# Selected excerpt start
The temperature-sensing element 300 can be placed on the cap plate 120, and the insulating film 130 can be interposed between the temperature-sensing element 300 and the cap plate 120 so as to prevent a short circuit therebetween. As described above, the first lead 320 is connected to the first surface, which is the upper surface of the body unit 310, and the second lead 330 is connected to the second surface, which is the lower surface of the body unit 310. The first lead 320 and the second lead 330 can extend in substantially opposite directions. The second lead 330 can extend in a second side direction in which the protection devices 220 are placed, and the first lead 320 can extend in a first side direction which is opposite to the second side direction.
An edge of the first lead 320 can be connected to a first surface of the body unit 310, and the other edge of the first lead 320 can be connected to the protection circuit module 200. The other edge of the first lead 320 can denote a portion of the first lead 320 that is not connected to the first surface of the body unit 310. The other edge of the first lead 320 can be connected to the metal member 225 placed on a lower side of the circuit substrate 210. More specifically, the other edge of the first lead 320 can be connected to a lower surface of the metal member 225 that faces the upper surface of the unit cell 100.
The first lead 320 can include the first protrusion unit 322 that protrudes towards the protection circuit module 200, and the first protrusion unit 322 can be placed on an edge unit adjacent to the electrode pin 122 of the first lead 320. For example, the first lead 320 and the first protrusion unit 322 can be substantially perpendicularly formed and can form a substantially “L” shape. As depicted in FIG. 6, an edge unit of the first protrusion unit 322 contacts the lower surface of the circuit substrate 210. Accordingly, a height h1 of the first protrusion unit 322 can be substantially the same as the thickness h2 of the metal member 225.
Because the edge unit of the first protrusion unit 322 contacts the lower surface of the circuit substrate 210, the first protrusion unit 322 can support the lower side of the protection circuit module 200. The protection circuit module 200 is formed along a length direction of the unit cell 100 and is supported by the connection members 240 placed on both edges thereof, and thus, a central portion of the circuit substrate 210 is not sagged or deformed. When the central portion of the circuit substrate 210 sags towards the cap plate 120, which can be the gravitational direction, there is a possibility that the temperature-sensing element 300 placed on the cap plate 120 can be damaged. Accordingly, a sagging phenomenon of the central portion of the circuit substrate 210 can be prevented by forming the first protrusion unit 322 on an edge of the first lead 320.
An edge of the second lead 330 can be connected to the first surface of the body unit 310, and the other edge of the second lead 330 can be connected to the electrode pin 122. The other edge of the second lead 330 can denote a portion of the second lead 330 that is not connected to the second surface of the body unit 310.
# Selected excerpt end
# Recorded information start
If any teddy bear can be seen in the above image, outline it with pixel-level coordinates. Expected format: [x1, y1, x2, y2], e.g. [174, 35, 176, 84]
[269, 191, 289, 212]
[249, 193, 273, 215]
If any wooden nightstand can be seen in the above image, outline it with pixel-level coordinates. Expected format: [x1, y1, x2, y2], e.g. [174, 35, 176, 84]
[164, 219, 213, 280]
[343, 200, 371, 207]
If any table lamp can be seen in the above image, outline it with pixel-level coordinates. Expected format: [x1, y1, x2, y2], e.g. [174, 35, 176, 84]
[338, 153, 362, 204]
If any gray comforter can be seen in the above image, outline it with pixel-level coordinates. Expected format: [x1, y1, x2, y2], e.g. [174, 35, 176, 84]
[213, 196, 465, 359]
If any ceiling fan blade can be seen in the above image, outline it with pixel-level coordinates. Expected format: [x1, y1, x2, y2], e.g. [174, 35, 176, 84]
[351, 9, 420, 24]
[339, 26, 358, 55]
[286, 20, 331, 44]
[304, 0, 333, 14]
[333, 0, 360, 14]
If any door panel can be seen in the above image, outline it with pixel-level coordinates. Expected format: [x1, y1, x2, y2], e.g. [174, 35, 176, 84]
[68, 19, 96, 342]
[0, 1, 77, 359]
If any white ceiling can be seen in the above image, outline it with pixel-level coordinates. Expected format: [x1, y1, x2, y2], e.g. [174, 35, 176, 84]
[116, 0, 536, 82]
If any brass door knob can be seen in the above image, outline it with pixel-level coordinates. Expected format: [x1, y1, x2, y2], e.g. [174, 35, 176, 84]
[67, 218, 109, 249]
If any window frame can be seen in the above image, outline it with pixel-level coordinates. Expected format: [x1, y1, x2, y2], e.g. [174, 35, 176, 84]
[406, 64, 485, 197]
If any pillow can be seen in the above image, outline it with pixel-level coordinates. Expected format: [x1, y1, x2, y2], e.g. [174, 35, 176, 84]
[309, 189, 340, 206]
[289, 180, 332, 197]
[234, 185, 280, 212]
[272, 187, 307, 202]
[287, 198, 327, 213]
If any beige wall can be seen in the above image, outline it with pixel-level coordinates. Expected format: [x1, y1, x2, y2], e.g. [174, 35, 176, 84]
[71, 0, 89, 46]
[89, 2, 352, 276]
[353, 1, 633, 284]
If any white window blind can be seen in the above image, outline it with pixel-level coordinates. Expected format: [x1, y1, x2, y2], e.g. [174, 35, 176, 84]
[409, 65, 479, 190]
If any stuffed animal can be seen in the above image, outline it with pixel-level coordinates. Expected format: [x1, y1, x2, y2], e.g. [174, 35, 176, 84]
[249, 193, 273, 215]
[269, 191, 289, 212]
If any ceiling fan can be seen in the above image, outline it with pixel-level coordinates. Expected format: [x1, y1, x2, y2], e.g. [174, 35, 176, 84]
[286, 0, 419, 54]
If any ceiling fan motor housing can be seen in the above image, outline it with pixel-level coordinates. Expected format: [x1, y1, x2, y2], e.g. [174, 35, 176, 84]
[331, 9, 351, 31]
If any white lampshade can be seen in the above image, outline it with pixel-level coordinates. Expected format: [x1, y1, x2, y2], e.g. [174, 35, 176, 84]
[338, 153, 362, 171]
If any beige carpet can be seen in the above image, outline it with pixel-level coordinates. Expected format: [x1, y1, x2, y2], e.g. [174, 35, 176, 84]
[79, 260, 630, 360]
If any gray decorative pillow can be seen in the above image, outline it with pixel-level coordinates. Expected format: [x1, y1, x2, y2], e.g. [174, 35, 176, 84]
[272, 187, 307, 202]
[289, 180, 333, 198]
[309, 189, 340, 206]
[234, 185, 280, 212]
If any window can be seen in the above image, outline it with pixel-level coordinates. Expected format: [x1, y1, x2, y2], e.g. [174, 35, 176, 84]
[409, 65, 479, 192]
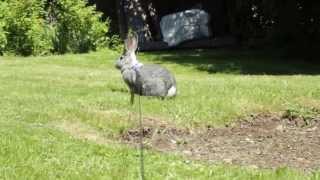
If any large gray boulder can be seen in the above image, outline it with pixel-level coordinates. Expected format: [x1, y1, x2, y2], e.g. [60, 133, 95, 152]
[160, 9, 211, 46]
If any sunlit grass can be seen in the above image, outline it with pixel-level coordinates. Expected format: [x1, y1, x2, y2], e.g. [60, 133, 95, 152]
[0, 50, 320, 179]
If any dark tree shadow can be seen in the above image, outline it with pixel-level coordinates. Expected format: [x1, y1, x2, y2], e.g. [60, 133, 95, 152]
[147, 49, 320, 75]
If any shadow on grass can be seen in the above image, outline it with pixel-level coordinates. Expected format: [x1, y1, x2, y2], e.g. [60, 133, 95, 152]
[145, 49, 320, 75]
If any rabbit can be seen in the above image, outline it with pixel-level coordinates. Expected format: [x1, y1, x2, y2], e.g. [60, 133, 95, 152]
[115, 36, 177, 104]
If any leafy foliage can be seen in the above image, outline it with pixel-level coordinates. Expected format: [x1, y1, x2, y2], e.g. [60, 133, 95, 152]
[0, 0, 108, 55]
[48, 0, 108, 53]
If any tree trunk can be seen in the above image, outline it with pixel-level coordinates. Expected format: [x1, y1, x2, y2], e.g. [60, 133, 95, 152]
[123, 0, 152, 45]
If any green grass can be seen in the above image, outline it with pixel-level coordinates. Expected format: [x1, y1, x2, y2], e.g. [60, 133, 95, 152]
[0, 50, 320, 179]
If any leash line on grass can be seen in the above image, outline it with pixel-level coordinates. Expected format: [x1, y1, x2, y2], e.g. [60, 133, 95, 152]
[138, 91, 145, 180]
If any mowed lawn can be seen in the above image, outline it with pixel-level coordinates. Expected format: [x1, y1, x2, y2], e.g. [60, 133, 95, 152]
[0, 50, 320, 179]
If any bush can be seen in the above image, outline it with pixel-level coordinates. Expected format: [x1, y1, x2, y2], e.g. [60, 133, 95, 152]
[0, 0, 108, 55]
[0, 0, 52, 55]
[48, 0, 109, 53]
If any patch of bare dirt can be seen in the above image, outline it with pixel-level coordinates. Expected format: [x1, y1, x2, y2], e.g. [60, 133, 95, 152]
[54, 121, 114, 145]
[121, 114, 320, 171]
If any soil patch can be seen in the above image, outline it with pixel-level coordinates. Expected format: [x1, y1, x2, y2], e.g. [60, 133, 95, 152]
[121, 114, 320, 171]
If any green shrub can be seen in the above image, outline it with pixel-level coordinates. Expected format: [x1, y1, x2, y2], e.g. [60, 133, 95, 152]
[1, 0, 52, 55]
[0, 0, 109, 55]
[48, 0, 109, 53]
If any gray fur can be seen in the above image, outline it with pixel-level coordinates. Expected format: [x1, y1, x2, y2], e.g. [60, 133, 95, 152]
[116, 34, 176, 103]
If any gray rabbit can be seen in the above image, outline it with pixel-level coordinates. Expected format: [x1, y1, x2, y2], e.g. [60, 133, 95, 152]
[116, 35, 177, 104]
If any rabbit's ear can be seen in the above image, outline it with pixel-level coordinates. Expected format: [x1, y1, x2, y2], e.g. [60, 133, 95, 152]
[125, 34, 138, 52]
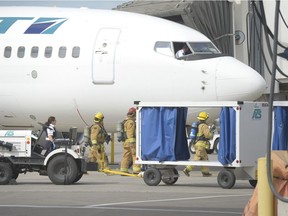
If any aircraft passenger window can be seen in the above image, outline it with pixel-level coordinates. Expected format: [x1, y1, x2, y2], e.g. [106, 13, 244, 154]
[17, 46, 25, 58]
[72, 47, 80, 58]
[31, 47, 39, 58]
[189, 42, 220, 54]
[44, 46, 52, 58]
[154, 41, 173, 57]
[4, 46, 12, 58]
[58, 46, 67, 58]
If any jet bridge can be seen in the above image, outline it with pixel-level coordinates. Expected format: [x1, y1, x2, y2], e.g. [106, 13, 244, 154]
[136, 101, 268, 188]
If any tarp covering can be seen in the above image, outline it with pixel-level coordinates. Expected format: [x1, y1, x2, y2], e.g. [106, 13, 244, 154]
[242, 151, 288, 216]
[141, 107, 190, 161]
[218, 107, 236, 165]
[272, 106, 288, 150]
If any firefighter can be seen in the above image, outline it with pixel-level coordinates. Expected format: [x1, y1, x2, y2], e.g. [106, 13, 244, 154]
[44, 116, 57, 156]
[120, 107, 141, 174]
[89, 112, 109, 171]
[183, 112, 213, 177]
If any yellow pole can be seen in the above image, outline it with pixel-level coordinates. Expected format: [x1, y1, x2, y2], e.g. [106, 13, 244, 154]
[110, 133, 115, 164]
[257, 157, 274, 216]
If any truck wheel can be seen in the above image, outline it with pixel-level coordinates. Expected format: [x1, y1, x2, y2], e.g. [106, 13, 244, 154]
[0, 162, 13, 185]
[162, 168, 178, 185]
[143, 167, 161, 186]
[12, 170, 19, 180]
[249, 179, 258, 188]
[217, 169, 236, 189]
[47, 155, 79, 185]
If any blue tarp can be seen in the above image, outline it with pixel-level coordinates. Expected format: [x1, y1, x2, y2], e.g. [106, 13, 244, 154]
[272, 106, 288, 150]
[141, 107, 190, 161]
[218, 107, 236, 165]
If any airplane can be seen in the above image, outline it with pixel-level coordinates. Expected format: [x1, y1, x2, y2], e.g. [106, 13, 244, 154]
[0, 6, 266, 132]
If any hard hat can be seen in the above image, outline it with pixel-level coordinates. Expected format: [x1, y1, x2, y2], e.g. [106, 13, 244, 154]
[128, 107, 136, 113]
[197, 112, 209, 121]
[127, 107, 136, 117]
[94, 112, 104, 122]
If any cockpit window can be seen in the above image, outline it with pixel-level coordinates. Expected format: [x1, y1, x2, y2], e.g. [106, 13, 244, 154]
[189, 42, 220, 54]
[154, 41, 173, 56]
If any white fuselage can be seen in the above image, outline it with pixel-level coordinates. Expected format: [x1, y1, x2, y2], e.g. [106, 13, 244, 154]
[0, 7, 265, 131]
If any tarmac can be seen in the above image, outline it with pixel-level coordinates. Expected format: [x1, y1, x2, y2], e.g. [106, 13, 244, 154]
[0, 148, 254, 216]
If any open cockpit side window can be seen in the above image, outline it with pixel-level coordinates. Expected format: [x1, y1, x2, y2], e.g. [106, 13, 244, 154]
[189, 42, 220, 54]
[154, 41, 174, 57]
[173, 42, 192, 58]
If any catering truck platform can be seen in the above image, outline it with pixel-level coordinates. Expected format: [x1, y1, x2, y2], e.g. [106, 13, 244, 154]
[135, 101, 268, 188]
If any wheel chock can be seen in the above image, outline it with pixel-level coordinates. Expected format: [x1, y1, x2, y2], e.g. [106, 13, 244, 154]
[102, 169, 143, 178]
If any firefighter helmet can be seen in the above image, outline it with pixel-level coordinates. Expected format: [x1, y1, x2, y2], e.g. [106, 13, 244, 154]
[197, 112, 209, 121]
[127, 107, 136, 116]
[94, 112, 104, 122]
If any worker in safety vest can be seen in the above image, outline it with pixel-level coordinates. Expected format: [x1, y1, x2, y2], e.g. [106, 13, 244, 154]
[89, 112, 109, 171]
[120, 107, 141, 173]
[183, 112, 213, 177]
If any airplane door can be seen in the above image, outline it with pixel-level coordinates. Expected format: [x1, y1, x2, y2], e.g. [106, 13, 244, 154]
[92, 28, 121, 84]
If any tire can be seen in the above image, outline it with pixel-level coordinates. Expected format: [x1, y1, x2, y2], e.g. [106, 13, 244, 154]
[249, 179, 258, 188]
[217, 169, 236, 189]
[12, 170, 19, 180]
[0, 162, 13, 185]
[189, 142, 195, 154]
[47, 155, 80, 185]
[162, 168, 178, 185]
[213, 138, 219, 154]
[143, 167, 161, 186]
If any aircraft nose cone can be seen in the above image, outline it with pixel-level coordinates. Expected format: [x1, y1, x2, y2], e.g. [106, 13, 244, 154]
[216, 57, 266, 101]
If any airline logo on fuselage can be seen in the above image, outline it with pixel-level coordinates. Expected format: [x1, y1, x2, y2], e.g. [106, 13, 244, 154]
[0, 17, 68, 34]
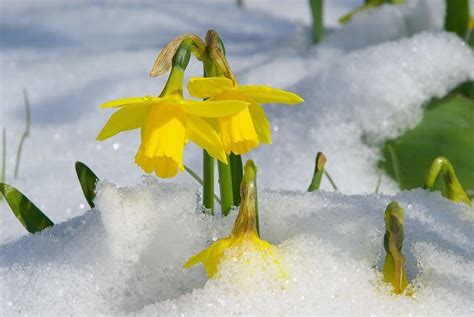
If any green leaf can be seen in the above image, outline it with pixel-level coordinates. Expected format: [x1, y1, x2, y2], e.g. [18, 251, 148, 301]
[0, 183, 54, 233]
[382, 93, 474, 192]
[76, 161, 99, 208]
[444, 0, 470, 38]
[309, 0, 324, 43]
[308, 152, 327, 192]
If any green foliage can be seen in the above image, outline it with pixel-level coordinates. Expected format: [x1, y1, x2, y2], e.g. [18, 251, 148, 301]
[308, 152, 326, 192]
[382, 201, 408, 294]
[309, 0, 324, 43]
[0, 128, 7, 200]
[229, 153, 244, 206]
[424, 157, 471, 205]
[444, 0, 470, 38]
[76, 162, 99, 208]
[14, 90, 31, 178]
[0, 183, 54, 233]
[382, 93, 474, 190]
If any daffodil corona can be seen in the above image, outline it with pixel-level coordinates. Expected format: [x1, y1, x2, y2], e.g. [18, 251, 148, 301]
[97, 67, 248, 178]
[184, 160, 284, 278]
[188, 77, 303, 154]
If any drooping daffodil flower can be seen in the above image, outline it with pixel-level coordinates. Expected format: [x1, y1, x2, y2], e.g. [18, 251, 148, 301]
[188, 77, 303, 154]
[184, 160, 286, 278]
[97, 68, 248, 178]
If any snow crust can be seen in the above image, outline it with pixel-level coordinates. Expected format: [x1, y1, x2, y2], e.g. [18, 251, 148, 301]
[0, 178, 474, 316]
[0, 0, 474, 316]
[255, 32, 474, 193]
[0, 0, 473, 241]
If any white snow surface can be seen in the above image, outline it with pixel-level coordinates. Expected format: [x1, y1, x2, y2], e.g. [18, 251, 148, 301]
[0, 0, 474, 241]
[0, 177, 474, 316]
[0, 0, 474, 316]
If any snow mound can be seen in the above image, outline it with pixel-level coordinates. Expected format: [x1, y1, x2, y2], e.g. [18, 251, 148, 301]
[324, 0, 446, 51]
[254, 32, 474, 193]
[0, 178, 474, 315]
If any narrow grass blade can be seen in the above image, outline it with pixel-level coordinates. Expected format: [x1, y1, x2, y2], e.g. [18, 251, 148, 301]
[0, 183, 54, 233]
[308, 152, 327, 192]
[14, 90, 31, 179]
[0, 128, 7, 200]
[75, 162, 99, 208]
[309, 0, 324, 43]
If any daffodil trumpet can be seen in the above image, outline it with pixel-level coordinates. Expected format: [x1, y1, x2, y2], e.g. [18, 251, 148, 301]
[184, 160, 284, 278]
[424, 156, 471, 206]
[382, 201, 408, 294]
[97, 40, 247, 178]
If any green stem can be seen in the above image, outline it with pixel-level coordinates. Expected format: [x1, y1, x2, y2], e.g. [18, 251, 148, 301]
[217, 157, 234, 216]
[375, 169, 383, 194]
[229, 153, 244, 206]
[387, 143, 405, 189]
[324, 170, 338, 190]
[14, 90, 31, 179]
[309, 0, 324, 43]
[308, 152, 326, 192]
[202, 150, 221, 214]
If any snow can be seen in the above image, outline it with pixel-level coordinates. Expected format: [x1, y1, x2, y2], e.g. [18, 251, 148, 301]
[0, 177, 474, 316]
[0, 0, 474, 316]
[0, 0, 473, 241]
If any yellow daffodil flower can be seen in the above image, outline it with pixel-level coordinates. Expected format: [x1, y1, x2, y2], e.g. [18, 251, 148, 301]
[97, 68, 247, 178]
[188, 77, 303, 154]
[184, 160, 284, 278]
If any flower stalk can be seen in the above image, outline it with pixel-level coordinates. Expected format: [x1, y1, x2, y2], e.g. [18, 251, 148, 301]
[424, 157, 471, 206]
[308, 152, 327, 192]
[382, 201, 408, 294]
[184, 160, 274, 278]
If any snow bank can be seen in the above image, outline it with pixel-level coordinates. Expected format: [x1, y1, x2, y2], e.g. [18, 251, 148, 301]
[0, 178, 474, 315]
[0, 0, 464, 242]
[254, 32, 474, 193]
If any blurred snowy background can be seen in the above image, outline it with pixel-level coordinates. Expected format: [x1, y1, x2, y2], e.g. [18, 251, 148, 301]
[0, 0, 474, 240]
[0, 0, 474, 315]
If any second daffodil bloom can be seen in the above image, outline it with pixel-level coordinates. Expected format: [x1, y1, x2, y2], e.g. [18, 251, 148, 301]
[184, 160, 286, 278]
[97, 67, 248, 178]
[188, 77, 303, 154]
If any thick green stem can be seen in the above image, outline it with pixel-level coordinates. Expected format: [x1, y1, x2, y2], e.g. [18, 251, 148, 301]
[309, 0, 324, 43]
[202, 150, 214, 214]
[217, 161, 234, 216]
[229, 153, 244, 206]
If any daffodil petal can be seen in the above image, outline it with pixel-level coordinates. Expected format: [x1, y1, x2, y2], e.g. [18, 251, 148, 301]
[235, 86, 304, 105]
[249, 104, 272, 144]
[181, 100, 249, 118]
[219, 107, 259, 154]
[188, 77, 234, 99]
[183, 237, 236, 278]
[97, 107, 150, 141]
[135, 103, 186, 178]
[100, 96, 166, 108]
[186, 115, 227, 163]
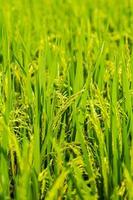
# Recorded information end
◆ **Required actions**
1. From the passage on the temperature-sensing element, list every component identified by a reference numeral in the 300s, with its numeral.
2. According to the passage on the temperature-sensing element, what is the height h1 of the first protrusion unit 322 substantially the same as?
3. Write a continuation of the passage on the temperature-sensing element, starting after its final sentence.
The material isn't needed for any of this.

◆ **The replies**
1. Temperature-sensing element 300, body unit 310, first lead 320, first protrusion unit 322, second lead 330

2. The thickness h2 of the metal member 225.

3.
As described above, the second lead 330 can extend in the second side direction and can include the second protrusion unit 332. The second protrusion unit 332 can be placed on an edge of the second lead 330 adjacent to the protection devices 220, and can be formed in a bending shape by bending an edge unit that extends in the second side direction of the second lead 330. For example, the second lead 330 and the second protrusion unit 332 can be substantially perpendicular to each other. The protection devices 220 and the temperature-sensing element 300 that are interposed between the cap plate 120 and the protection circuit module 200 with the second protrusion unit 332 as substantially the center can be spatially separated.
In typical devices, the protection devices 220 and the temperature-sensing element 300 are not spatially separated. Therefore, due to a dispersion of bun that occurs when the temperature-sensing element 300 is welded on the electrode pin 122, there can be a short circuit between various devices, such as the protection devices 220 placed on the circuit substrate 210. In order to prevent this problem, the second protrusion unit 332 can placed on the edge of the second lead 330 adjacent to the protection devices 220. Thus, without installing an additional structure, the dispersion of bun can be reduced, and accordingly, a short circuit can be prevented.
FIG. 7 is a perspective view of a temperature-sensing element 300 according to another embodiment. FIG. 8 is a front view of the temperature-sensing element 300 of FIG. 7. Descriptions of the same elements already described with reference to previous figures are omitted, except for that of the temperature-sensing element 300.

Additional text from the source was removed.